Document segment:
## START
How LoadIndices Works

LoadIndices operates as an upgrade task that can run independently without requiring DataHub services to be running. It consists of two main steps:

BuildIndicesStep: Creates and configures Elasticsearch indices (creates indices if they don't exist)
LoadIndicesStep: Streams aspects from database and bulk loads them into indices

🔧 Independent Operation Mode

Key Advantage: LoadIndices only requires:

✅ MySQL/PostgreSQL source database (via Ebean ORM)
✅ Elasticsearch/OpenSearch destination cluster
❌ No DataHub services (maui, frontend, etc.) required
❌ Cassandra: ⚠️ NOT supported (Ebean doesn't support Cassandra)

This enables offline bulk operations during maintenance windows or initial deployments where DataHub infrastructure is being set up incrementally.

Index Creation: The BuildIndicesStep automatically creates all required Elasticsearch indices based on IndexConvention patterns, so empty Elasticsearch clusters are fully supported.
## END
Tasks to carry out:
A) Quote the section on how LoadIndices works word for word, starting at "How LoadIndices Works" and ending at "(via Ebean ORM)".
B) Continue the text on how LoadIndices works, picking up after its final sentence.

Material supplied:
## START
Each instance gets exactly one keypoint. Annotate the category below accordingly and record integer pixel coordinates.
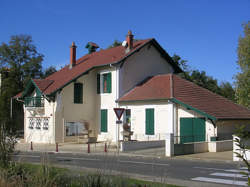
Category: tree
(50, 70)
(242, 141)
(243, 77)
(21, 61)
(202, 79)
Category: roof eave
(27, 88)
(112, 63)
(165, 55)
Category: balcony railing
(34, 102)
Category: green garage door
(192, 130)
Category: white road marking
(244, 168)
(71, 158)
(221, 181)
(209, 168)
(234, 175)
(236, 170)
(146, 163)
(32, 156)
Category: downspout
(53, 122)
(173, 108)
(11, 107)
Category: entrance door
(192, 130)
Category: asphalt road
(177, 171)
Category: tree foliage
(202, 79)
(19, 61)
(48, 71)
(243, 77)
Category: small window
(104, 83)
(150, 121)
(104, 120)
(78, 92)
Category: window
(38, 123)
(104, 120)
(46, 123)
(104, 83)
(78, 92)
(74, 128)
(31, 123)
(150, 121)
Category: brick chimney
(72, 55)
(129, 39)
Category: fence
(236, 149)
(189, 139)
(177, 145)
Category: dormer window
(104, 83)
(78, 93)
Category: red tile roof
(43, 84)
(64, 76)
(159, 87)
(87, 62)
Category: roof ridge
(190, 82)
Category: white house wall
(162, 115)
(68, 111)
(147, 62)
(107, 101)
(184, 113)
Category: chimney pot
(129, 39)
(72, 55)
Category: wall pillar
(169, 145)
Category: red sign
(119, 112)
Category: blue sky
(204, 32)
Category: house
(76, 103)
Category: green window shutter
(104, 120)
(199, 129)
(186, 130)
(98, 83)
(150, 121)
(109, 83)
(78, 93)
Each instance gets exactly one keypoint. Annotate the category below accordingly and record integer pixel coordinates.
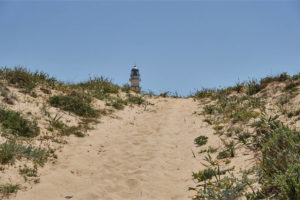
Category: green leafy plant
(11, 150)
(13, 123)
(8, 189)
(201, 140)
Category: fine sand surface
(137, 155)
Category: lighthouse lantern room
(135, 79)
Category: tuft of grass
(8, 189)
(30, 172)
(201, 140)
(15, 124)
(135, 99)
(11, 150)
(23, 78)
(73, 104)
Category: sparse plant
(201, 140)
(8, 189)
(13, 123)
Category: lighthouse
(135, 79)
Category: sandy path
(141, 155)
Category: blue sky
(178, 45)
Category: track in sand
(139, 155)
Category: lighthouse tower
(135, 79)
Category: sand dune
(141, 154)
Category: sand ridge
(141, 154)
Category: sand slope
(138, 155)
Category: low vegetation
(13, 123)
(11, 151)
(32, 134)
(247, 116)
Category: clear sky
(178, 45)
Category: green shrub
(73, 104)
(23, 78)
(98, 86)
(204, 93)
(116, 102)
(30, 172)
(15, 124)
(8, 189)
(11, 150)
(135, 99)
(201, 140)
(126, 88)
(253, 87)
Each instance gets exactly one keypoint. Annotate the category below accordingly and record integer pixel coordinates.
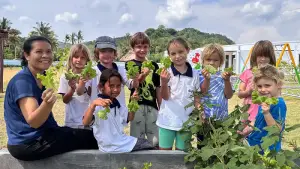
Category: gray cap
(105, 42)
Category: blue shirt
(23, 84)
(216, 97)
(278, 112)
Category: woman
(32, 131)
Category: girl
(262, 54)
(268, 81)
(109, 133)
(177, 82)
(32, 131)
(75, 105)
(217, 86)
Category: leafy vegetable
(49, 79)
(133, 106)
(102, 114)
(210, 69)
(166, 62)
(229, 70)
(257, 99)
(89, 71)
(70, 75)
(132, 70)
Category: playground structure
(238, 57)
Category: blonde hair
(213, 48)
(75, 50)
(268, 72)
(262, 48)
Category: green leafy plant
(224, 148)
(102, 114)
(257, 99)
(166, 62)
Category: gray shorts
(144, 124)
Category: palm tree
(67, 38)
(14, 39)
(44, 29)
(79, 36)
(5, 24)
(73, 38)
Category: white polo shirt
(109, 133)
(75, 109)
(95, 81)
(172, 113)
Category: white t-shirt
(110, 134)
(76, 108)
(172, 113)
(95, 81)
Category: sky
(244, 21)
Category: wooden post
(3, 36)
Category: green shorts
(167, 137)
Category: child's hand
(135, 95)
(72, 84)
(205, 74)
(49, 96)
(165, 76)
(102, 102)
(135, 82)
(226, 76)
(265, 108)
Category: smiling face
(268, 87)
(40, 57)
(79, 60)
(178, 53)
(112, 87)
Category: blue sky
(242, 20)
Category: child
(109, 133)
(75, 104)
(177, 82)
(104, 54)
(262, 54)
(217, 86)
(268, 81)
(145, 118)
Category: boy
(268, 81)
(145, 118)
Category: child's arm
(228, 88)
(88, 115)
(164, 89)
(268, 116)
(205, 85)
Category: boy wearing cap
(144, 123)
(104, 54)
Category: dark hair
(139, 38)
(180, 41)
(263, 48)
(27, 47)
(107, 74)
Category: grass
(58, 112)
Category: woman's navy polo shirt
(23, 84)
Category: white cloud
(175, 13)
(260, 33)
(9, 7)
(68, 17)
(126, 18)
(24, 18)
(262, 9)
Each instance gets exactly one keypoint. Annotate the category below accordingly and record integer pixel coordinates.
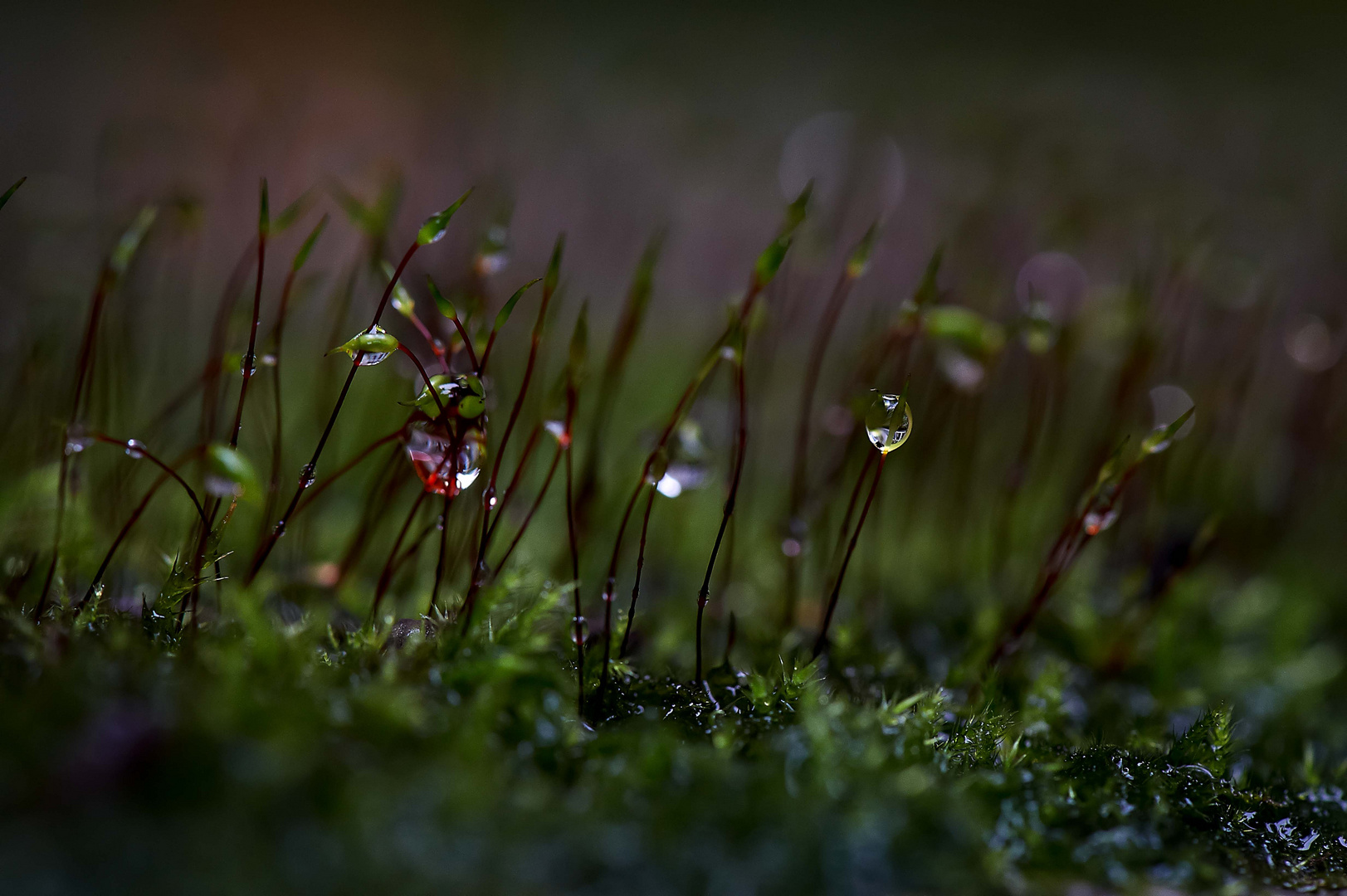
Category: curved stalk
(837, 587)
(636, 587)
(251, 358)
(307, 472)
(741, 449)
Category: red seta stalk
(847, 559)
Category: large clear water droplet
(884, 426)
(430, 446)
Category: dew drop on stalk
(886, 433)
(430, 448)
(659, 465)
(558, 431)
(1096, 522)
(369, 348)
(681, 477)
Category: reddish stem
(850, 548)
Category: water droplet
(1096, 523)
(558, 430)
(657, 468)
(430, 448)
(371, 347)
(880, 425)
(681, 477)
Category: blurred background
(1187, 159)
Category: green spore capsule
(369, 348)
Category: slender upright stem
(847, 559)
(166, 473)
(276, 455)
(216, 345)
(530, 445)
(82, 375)
(443, 550)
(1064, 550)
(306, 476)
(799, 466)
(739, 451)
(538, 501)
(131, 445)
(575, 553)
(387, 573)
(346, 468)
(850, 504)
(430, 387)
(116, 542)
(640, 565)
(389, 566)
(251, 358)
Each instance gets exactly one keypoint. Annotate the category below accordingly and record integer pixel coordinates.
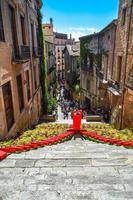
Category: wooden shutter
(7, 95)
(2, 38)
(28, 85)
(20, 92)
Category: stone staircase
(74, 170)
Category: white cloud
(78, 31)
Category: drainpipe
(125, 70)
(113, 52)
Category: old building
(50, 55)
(61, 40)
(88, 83)
(97, 55)
(105, 68)
(72, 63)
(122, 102)
(20, 92)
(114, 71)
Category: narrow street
(74, 170)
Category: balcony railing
(87, 68)
(129, 82)
(115, 85)
(22, 53)
(99, 74)
(37, 52)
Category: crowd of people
(68, 105)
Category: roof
(74, 50)
(114, 22)
(60, 35)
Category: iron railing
(22, 53)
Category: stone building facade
(88, 81)
(50, 55)
(114, 72)
(61, 40)
(20, 91)
(72, 63)
(122, 113)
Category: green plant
(51, 104)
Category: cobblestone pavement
(75, 170)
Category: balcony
(87, 68)
(21, 54)
(114, 87)
(99, 74)
(37, 52)
(129, 82)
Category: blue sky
(79, 17)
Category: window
(32, 37)
(22, 20)
(88, 85)
(28, 85)
(91, 60)
(20, 92)
(119, 67)
(2, 38)
(13, 28)
(123, 19)
(35, 78)
(7, 95)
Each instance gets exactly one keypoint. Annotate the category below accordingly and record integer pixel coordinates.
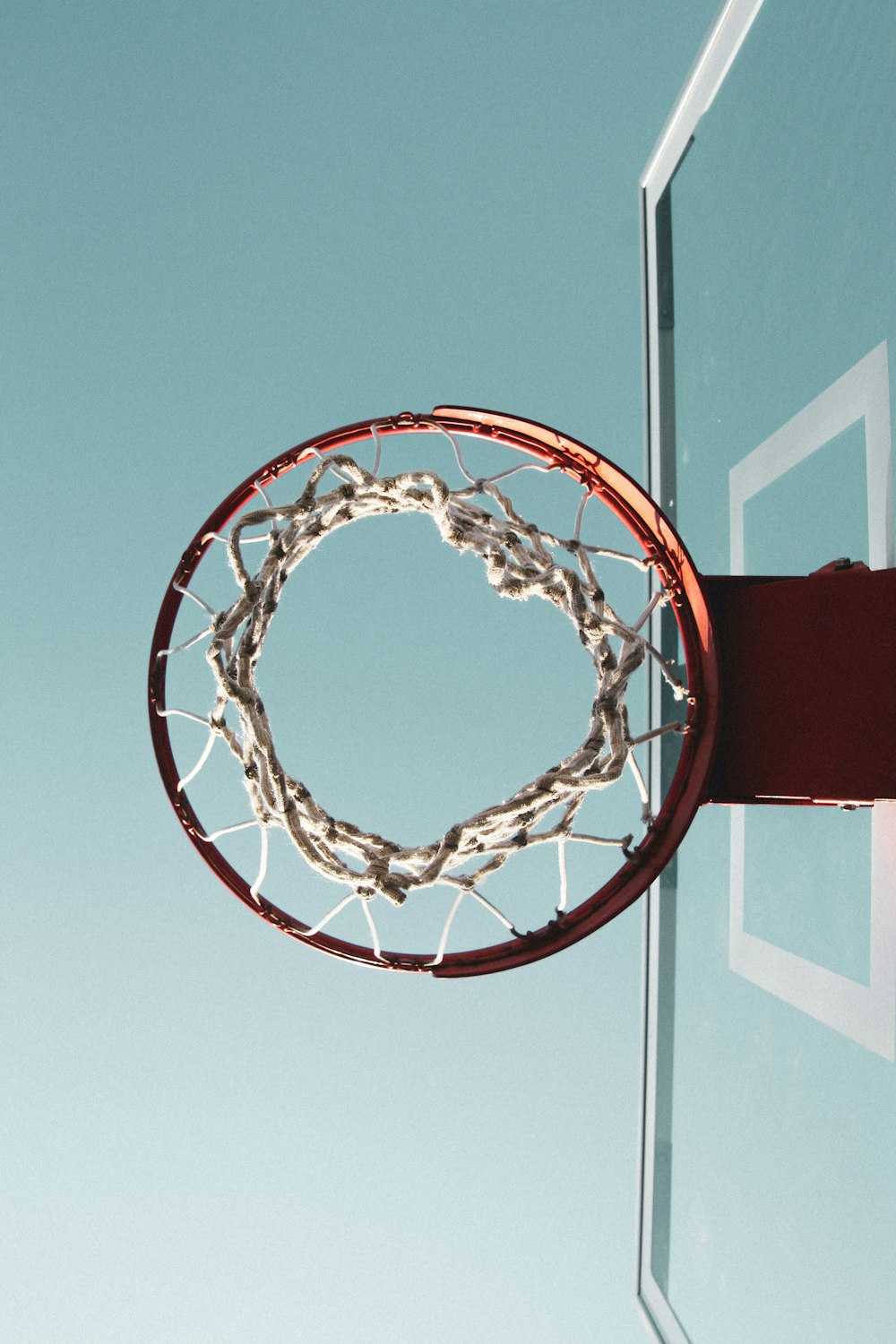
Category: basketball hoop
(520, 561)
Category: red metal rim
(654, 534)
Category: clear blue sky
(228, 228)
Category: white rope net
(520, 562)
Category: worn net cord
(519, 564)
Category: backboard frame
(720, 48)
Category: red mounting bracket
(807, 687)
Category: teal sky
(226, 228)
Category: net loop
(519, 564)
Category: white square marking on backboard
(866, 1013)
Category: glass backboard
(769, 1190)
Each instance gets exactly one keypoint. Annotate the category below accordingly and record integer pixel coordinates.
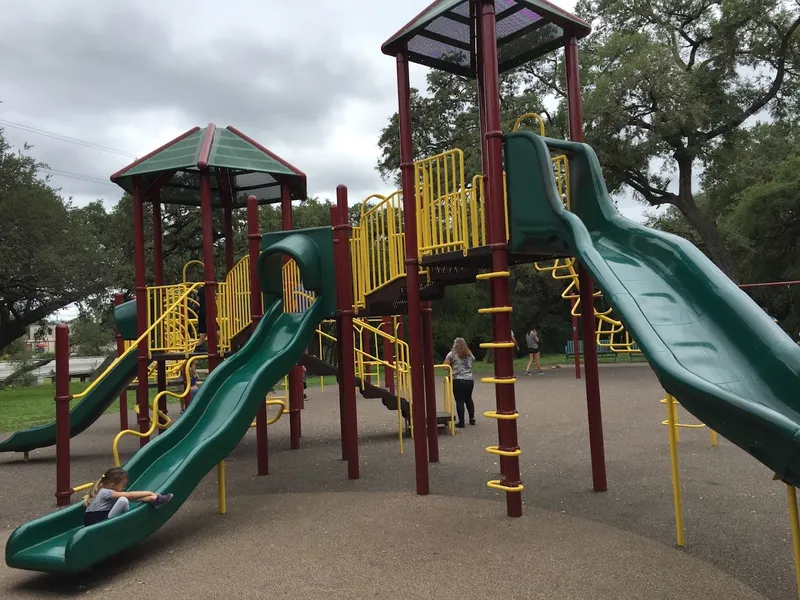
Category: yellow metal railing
(442, 222)
(233, 303)
(179, 302)
(296, 298)
(610, 332)
(380, 255)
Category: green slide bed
(710, 345)
(217, 419)
(94, 404)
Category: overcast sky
(306, 78)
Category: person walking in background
(460, 359)
(532, 340)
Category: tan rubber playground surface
(306, 532)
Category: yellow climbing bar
(496, 450)
(492, 275)
(501, 381)
(496, 484)
(494, 309)
(493, 414)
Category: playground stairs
(315, 366)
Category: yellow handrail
(135, 344)
(154, 411)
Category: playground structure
(690, 322)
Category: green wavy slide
(93, 405)
(215, 422)
(710, 345)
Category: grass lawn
(21, 408)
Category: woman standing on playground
(532, 340)
(460, 360)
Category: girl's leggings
(462, 391)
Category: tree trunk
(706, 227)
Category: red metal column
(388, 354)
(254, 249)
(158, 279)
(123, 396)
(227, 216)
(412, 278)
(344, 304)
(295, 373)
(430, 382)
(142, 388)
(63, 490)
(209, 275)
(576, 344)
(595, 415)
(494, 205)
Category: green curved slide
(208, 431)
(710, 345)
(92, 406)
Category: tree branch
(770, 94)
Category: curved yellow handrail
(535, 116)
(136, 342)
(154, 417)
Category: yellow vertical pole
(223, 508)
(676, 478)
(792, 493)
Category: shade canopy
(443, 35)
(238, 167)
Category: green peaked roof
(238, 166)
(442, 36)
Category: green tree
(666, 83)
(51, 256)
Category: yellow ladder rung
(493, 414)
(492, 275)
(496, 485)
(496, 450)
(495, 309)
(509, 381)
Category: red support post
(123, 396)
(344, 305)
(388, 354)
(158, 279)
(412, 278)
(495, 206)
(256, 308)
(140, 279)
(209, 274)
(63, 489)
(430, 382)
(227, 217)
(576, 344)
(295, 373)
(599, 481)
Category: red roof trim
(247, 138)
(205, 149)
(138, 161)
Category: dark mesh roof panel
(238, 167)
(441, 36)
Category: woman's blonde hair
(461, 349)
(111, 477)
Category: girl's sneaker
(161, 500)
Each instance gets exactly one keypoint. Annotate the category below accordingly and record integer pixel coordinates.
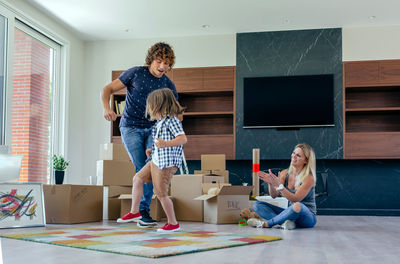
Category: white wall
(74, 81)
(371, 43)
(102, 57)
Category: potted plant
(59, 166)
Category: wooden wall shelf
(208, 93)
(371, 107)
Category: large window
(32, 111)
(3, 64)
(33, 79)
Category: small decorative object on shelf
(59, 166)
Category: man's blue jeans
(136, 141)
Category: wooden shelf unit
(208, 93)
(371, 109)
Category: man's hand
(160, 143)
(110, 115)
(148, 152)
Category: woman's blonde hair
(162, 102)
(309, 167)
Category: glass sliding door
(3, 72)
(34, 58)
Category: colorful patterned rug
(132, 240)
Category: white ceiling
(130, 19)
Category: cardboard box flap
(205, 197)
(208, 186)
(213, 162)
(125, 196)
(129, 196)
(236, 190)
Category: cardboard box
(213, 162)
(224, 173)
(186, 187)
(225, 207)
(156, 210)
(111, 203)
(70, 204)
(112, 151)
(115, 172)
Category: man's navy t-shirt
(139, 84)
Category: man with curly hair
(135, 128)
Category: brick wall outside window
(31, 107)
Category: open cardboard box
(225, 207)
(115, 172)
(186, 187)
(70, 204)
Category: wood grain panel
(209, 103)
(389, 72)
(373, 97)
(219, 78)
(372, 145)
(188, 79)
(215, 144)
(371, 121)
(359, 73)
(208, 125)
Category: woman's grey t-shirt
(308, 201)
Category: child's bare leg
(168, 207)
(161, 180)
(137, 192)
(143, 176)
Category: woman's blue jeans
(136, 141)
(276, 215)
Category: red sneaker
(168, 228)
(129, 217)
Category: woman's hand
(269, 178)
(148, 152)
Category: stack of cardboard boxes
(207, 195)
(115, 172)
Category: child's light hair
(309, 167)
(161, 103)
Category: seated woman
(297, 184)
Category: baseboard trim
(345, 211)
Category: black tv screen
(288, 101)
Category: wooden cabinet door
(361, 73)
(188, 79)
(389, 72)
(219, 79)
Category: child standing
(166, 156)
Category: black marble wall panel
(285, 53)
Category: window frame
(17, 19)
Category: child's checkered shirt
(170, 128)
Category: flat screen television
(288, 101)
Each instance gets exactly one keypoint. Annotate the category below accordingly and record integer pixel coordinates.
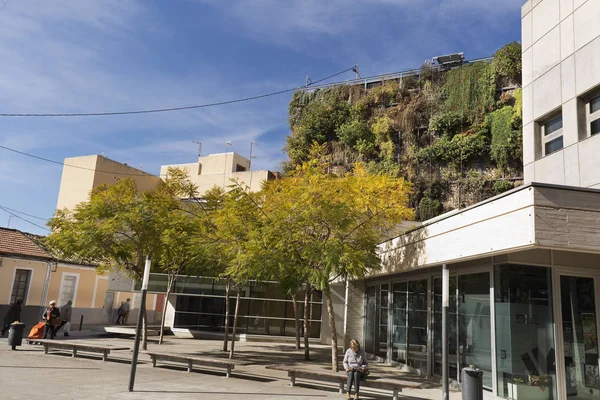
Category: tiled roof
(15, 242)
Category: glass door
(579, 328)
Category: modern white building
(525, 265)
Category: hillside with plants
(456, 135)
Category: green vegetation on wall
(456, 135)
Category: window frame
(61, 290)
(591, 116)
(547, 138)
(25, 297)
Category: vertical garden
(456, 135)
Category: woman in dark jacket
(13, 314)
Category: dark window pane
(525, 350)
(595, 104)
(553, 125)
(595, 127)
(554, 145)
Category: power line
(141, 173)
(24, 213)
(23, 219)
(170, 109)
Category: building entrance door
(578, 324)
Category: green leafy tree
(336, 222)
(117, 228)
(508, 62)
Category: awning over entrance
(532, 216)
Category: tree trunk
(227, 301)
(237, 308)
(306, 323)
(170, 281)
(296, 320)
(334, 350)
(144, 328)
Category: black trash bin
(15, 334)
(472, 384)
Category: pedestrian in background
(52, 319)
(126, 306)
(65, 313)
(13, 314)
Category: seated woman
(355, 364)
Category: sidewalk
(25, 373)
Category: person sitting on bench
(355, 364)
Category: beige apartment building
(524, 266)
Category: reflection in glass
(399, 320)
(524, 332)
(417, 324)
(437, 328)
(475, 324)
(580, 337)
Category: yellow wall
(77, 183)
(36, 285)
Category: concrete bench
(340, 378)
(191, 360)
(75, 347)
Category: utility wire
(29, 215)
(170, 109)
(141, 173)
(23, 219)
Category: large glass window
(263, 310)
(580, 338)
(437, 329)
(524, 332)
(377, 320)
(475, 324)
(417, 324)
(399, 320)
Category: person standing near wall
(65, 312)
(13, 314)
(126, 306)
(52, 319)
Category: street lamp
(138, 329)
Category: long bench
(76, 347)
(394, 385)
(191, 360)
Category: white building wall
(561, 69)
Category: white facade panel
(546, 15)
(566, 8)
(571, 162)
(546, 93)
(587, 23)
(550, 169)
(587, 66)
(546, 53)
(567, 38)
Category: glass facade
(525, 354)
(264, 310)
(518, 303)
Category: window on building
(20, 285)
(593, 115)
(552, 138)
(68, 287)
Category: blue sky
(112, 55)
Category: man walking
(126, 306)
(65, 312)
(52, 318)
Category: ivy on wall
(457, 131)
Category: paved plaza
(28, 373)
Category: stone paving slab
(26, 373)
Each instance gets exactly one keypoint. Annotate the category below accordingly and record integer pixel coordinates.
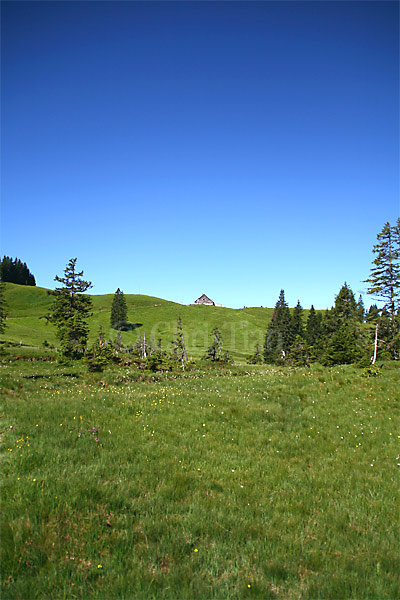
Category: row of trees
(15, 271)
(346, 333)
(340, 335)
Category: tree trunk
(375, 344)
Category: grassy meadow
(241, 482)
(241, 329)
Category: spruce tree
(14, 271)
(70, 311)
(299, 355)
(342, 347)
(3, 308)
(214, 352)
(178, 345)
(119, 311)
(278, 338)
(313, 328)
(345, 308)
(360, 309)
(384, 280)
(373, 313)
(297, 325)
(343, 338)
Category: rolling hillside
(241, 329)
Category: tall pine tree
(278, 338)
(384, 280)
(313, 328)
(70, 311)
(297, 325)
(119, 311)
(3, 308)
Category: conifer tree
(70, 311)
(214, 352)
(373, 313)
(345, 308)
(278, 338)
(3, 308)
(297, 325)
(178, 345)
(299, 355)
(14, 271)
(360, 309)
(343, 338)
(119, 311)
(342, 347)
(256, 358)
(314, 328)
(384, 280)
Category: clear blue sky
(176, 148)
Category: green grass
(241, 329)
(261, 483)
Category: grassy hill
(241, 329)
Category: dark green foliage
(360, 309)
(384, 280)
(373, 313)
(278, 338)
(178, 345)
(70, 311)
(214, 352)
(343, 340)
(256, 358)
(299, 355)
(119, 311)
(342, 347)
(345, 308)
(297, 325)
(15, 271)
(3, 308)
(100, 354)
(313, 328)
(388, 336)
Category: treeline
(15, 271)
(344, 334)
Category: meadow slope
(241, 329)
(268, 483)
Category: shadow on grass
(74, 375)
(131, 326)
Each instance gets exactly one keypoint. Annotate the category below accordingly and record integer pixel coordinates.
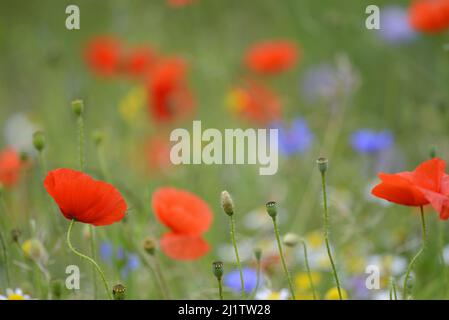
## END
Answer set:
A)
How LoadIndices Works

LoadIndices operates as an upgrade task that can run independently without requiring DataHub services to be running. It consists of two main steps:

BuildIndicesStep: Creates and configures Elasticsearch indices (creates indices if they don't exist)
LoadIndicesStep: Streams aspects from database and bulk loads them into indices

🔧 Independent Operation Mode

Key Advantage: LoadIndices only requires:

✅ MySQL/PostgreSQL source database (via Ebean ORM)

B)
Architecture Flow

graph TD
    A[LoadIndices Upgrade] --> B[BuildIndicesStep]
    B --> C[Create/Configure Indices]
    C --> D[LoadIndicesStep]
    D --> E[Disable Refresh Intervals]
    E --> F[Stream Aspects from DB]
    F --> G[Batch Processing]
    G --> H[Convert to MCL Events]
    H --> I[Bulk Write to ES]
    I --> J[Restore Refresh Intervals]

Key Differences from RestoreIndices

Aspect	RestoreIndices	LoadIndices
Purpose	Correctness & consistency	Speed & throughput
Processing	Event-driven via MCL events	Direct bulk operations
Isolation	READ_COMMITTED	READ_UNCOMMITTED
Refresh Management	Static configuration	Dynamic disable/restore
Performance Focus	Accurate replay	Maximal speed
Use Case	Recovery from inconsistencies	Initial loads & migrations

Deployment & Execution

🚀 Standalone Deployment Advantage

Key Benefit: LoadIndices can run with minimal infrastructure without requiring DataHub services to be running:

# Minimal requirements
✅ MySQL/PostgreSQL database (with metadata_aspect_v2 table)
✅ Elasticsearch/OpenSearch cluster
❌ DataHub GMS/Maui services - NOT needed
❌ Kafka cluster - NOT needed
❌ Frontend services - NOT needed

🔧 Execution Methods

LoadIndices can be executed via:

Gradle Task (Recommended)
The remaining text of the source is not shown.